▶ Listing
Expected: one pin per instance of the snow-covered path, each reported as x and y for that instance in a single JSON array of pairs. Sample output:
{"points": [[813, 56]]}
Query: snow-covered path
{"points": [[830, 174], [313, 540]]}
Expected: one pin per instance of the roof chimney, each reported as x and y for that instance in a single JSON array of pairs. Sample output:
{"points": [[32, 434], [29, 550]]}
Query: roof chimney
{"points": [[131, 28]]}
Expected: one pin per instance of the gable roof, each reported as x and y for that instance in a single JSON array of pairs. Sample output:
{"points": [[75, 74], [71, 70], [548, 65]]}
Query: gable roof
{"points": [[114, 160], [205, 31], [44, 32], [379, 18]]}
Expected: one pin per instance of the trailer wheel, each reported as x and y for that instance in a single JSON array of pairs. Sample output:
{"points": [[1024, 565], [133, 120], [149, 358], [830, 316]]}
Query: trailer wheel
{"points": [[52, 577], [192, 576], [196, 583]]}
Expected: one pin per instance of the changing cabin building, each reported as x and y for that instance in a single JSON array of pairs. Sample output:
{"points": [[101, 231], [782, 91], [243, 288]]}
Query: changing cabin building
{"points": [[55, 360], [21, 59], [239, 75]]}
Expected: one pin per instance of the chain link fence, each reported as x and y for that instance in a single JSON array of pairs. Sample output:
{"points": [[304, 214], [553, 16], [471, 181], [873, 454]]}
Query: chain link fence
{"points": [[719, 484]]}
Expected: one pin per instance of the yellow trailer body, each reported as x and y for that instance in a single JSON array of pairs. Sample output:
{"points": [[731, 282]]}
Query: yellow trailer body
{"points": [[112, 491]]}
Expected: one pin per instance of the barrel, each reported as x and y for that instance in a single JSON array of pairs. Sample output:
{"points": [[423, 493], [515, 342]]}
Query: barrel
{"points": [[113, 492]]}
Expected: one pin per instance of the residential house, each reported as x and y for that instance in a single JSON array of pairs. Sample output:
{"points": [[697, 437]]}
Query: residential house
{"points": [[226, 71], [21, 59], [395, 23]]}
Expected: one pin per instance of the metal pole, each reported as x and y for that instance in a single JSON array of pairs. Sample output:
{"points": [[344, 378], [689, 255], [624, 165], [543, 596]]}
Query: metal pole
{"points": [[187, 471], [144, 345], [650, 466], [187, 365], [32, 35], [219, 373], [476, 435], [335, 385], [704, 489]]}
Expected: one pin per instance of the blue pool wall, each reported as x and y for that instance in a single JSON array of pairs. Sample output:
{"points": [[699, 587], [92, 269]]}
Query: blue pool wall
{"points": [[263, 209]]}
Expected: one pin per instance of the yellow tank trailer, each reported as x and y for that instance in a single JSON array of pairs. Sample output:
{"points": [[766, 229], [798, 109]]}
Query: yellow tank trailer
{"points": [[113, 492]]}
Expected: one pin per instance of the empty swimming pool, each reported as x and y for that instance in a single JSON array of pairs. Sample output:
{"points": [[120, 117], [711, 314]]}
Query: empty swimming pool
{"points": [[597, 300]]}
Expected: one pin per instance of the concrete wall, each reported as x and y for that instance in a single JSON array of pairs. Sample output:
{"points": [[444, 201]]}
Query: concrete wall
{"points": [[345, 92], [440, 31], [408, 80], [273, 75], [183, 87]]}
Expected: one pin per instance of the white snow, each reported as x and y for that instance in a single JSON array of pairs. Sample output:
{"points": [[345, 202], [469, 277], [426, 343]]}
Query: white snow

▶ Instruction
Could you transcribe the records in full, exactly?

▶ Written reply
Expected: one pin per instance of the snow-covered path, each reported as x and y for that instance in a single JSON array of pairs. Sample output:
{"points": [[813, 56]]}
Query: snow-covered path
{"points": [[830, 174], [313, 540]]}
Expected: one pin per instance of the roof chimney, each reported as x and y for that instance in a single JSON array of pairs. Sample output:
{"points": [[32, 434], [29, 550]]}
Query: roof chimney
{"points": [[131, 28]]}
Expected: one pin per instance of the gable roof, each reported as x and y for that instance in a single JSON array of pairs. Sample output:
{"points": [[75, 74], [71, 70], [548, 65]]}
Query: gable roof
{"points": [[114, 160], [205, 31], [44, 32], [379, 18]]}
Expected: one pin per instance of the trailer wheel, each reported as x and y for that instance in a single JSON array of pairs. Sample output:
{"points": [[1024, 565], [133, 120], [149, 358], [830, 316]]}
Query: trailer wheel
{"points": [[52, 577], [192, 576], [196, 583]]}
Expected: one pin per instance of the changing cabin building, each reported as x and y for that instance in a single JSON array of pairs. Sample output:
{"points": [[101, 231], [782, 91], [243, 288]]}
Query: changing cabin building
{"points": [[55, 360], [21, 59], [239, 75]]}
Expected: one pin per instance of the chain link fence, each reported as x and y for that instance in a single JSON array of pairs. Sample output:
{"points": [[304, 214], [553, 16], [471, 181], [873, 454]]}
Query: chain link fence
{"points": [[719, 484]]}
Expected: one pin per instance of the yellow trailer body, each reported as x and y for that instance in a single JSON array of pairs. Sample output:
{"points": [[731, 282]]}
Query: yellow trailer body
{"points": [[112, 491]]}
Expected: one pin per instance of the barrel, each reported as x and y for that instance in a single JSON array of pairs. Sample output:
{"points": [[423, 493], [515, 342]]}
Query: barrel
{"points": [[113, 492]]}
Expected: one pin per instance of the residential house, each reported as x and y for that instance in a single JSON array of pairs. Sample output:
{"points": [[697, 437]]}
Query: residential house
{"points": [[226, 71], [21, 59], [395, 23]]}
Expected: one pin per instance of the metal pole, each reported as x and y for that instance in a single JSON array of pairs. Sample output:
{"points": [[344, 378], [689, 255], [624, 165], [543, 596]]}
Query: metal pole
{"points": [[187, 471], [144, 345], [650, 466], [187, 365], [32, 35], [219, 373], [476, 435], [335, 385], [704, 489]]}
Expected: one pin per instance of the blue pool wall, each reported as x and y for that instance in a single JSON array of pairs. Sample output:
{"points": [[699, 587], [92, 269]]}
Query: blue pool wall
{"points": [[263, 209]]}
Expected: one pin per instance of the yellow tank trailer, each reported as x and y for that instance in a single JSON array of pairs. Sample output:
{"points": [[766, 229], [798, 109]]}
Query: yellow tank trailer
{"points": [[113, 492]]}
Expected: one pin per instance of the empty swimming pool, each reported as x and y for that instance in a single JSON array of pairs. Sample output:
{"points": [[120, 117], [711, 314]]}
Query: empty swimming pool
{"points": [[597, 300]]}
Expected: one pin per instance of the concrete wall, each reported as x and y for that instance in a single JSON array of pairs. Sample output:
{"points": [[444, 201]]}
Query: concrete wall
{"points": [[345, 92], [440, 31], [408, 80], [273, 75], [183, 87]]}
Expected: one pin per instance of the white snow, each reported as x and y for that instance in a single JSON array of pairs. Sample output:
{"points": [[345, 202], [469, 277], [426, 343]]}
Query: white snow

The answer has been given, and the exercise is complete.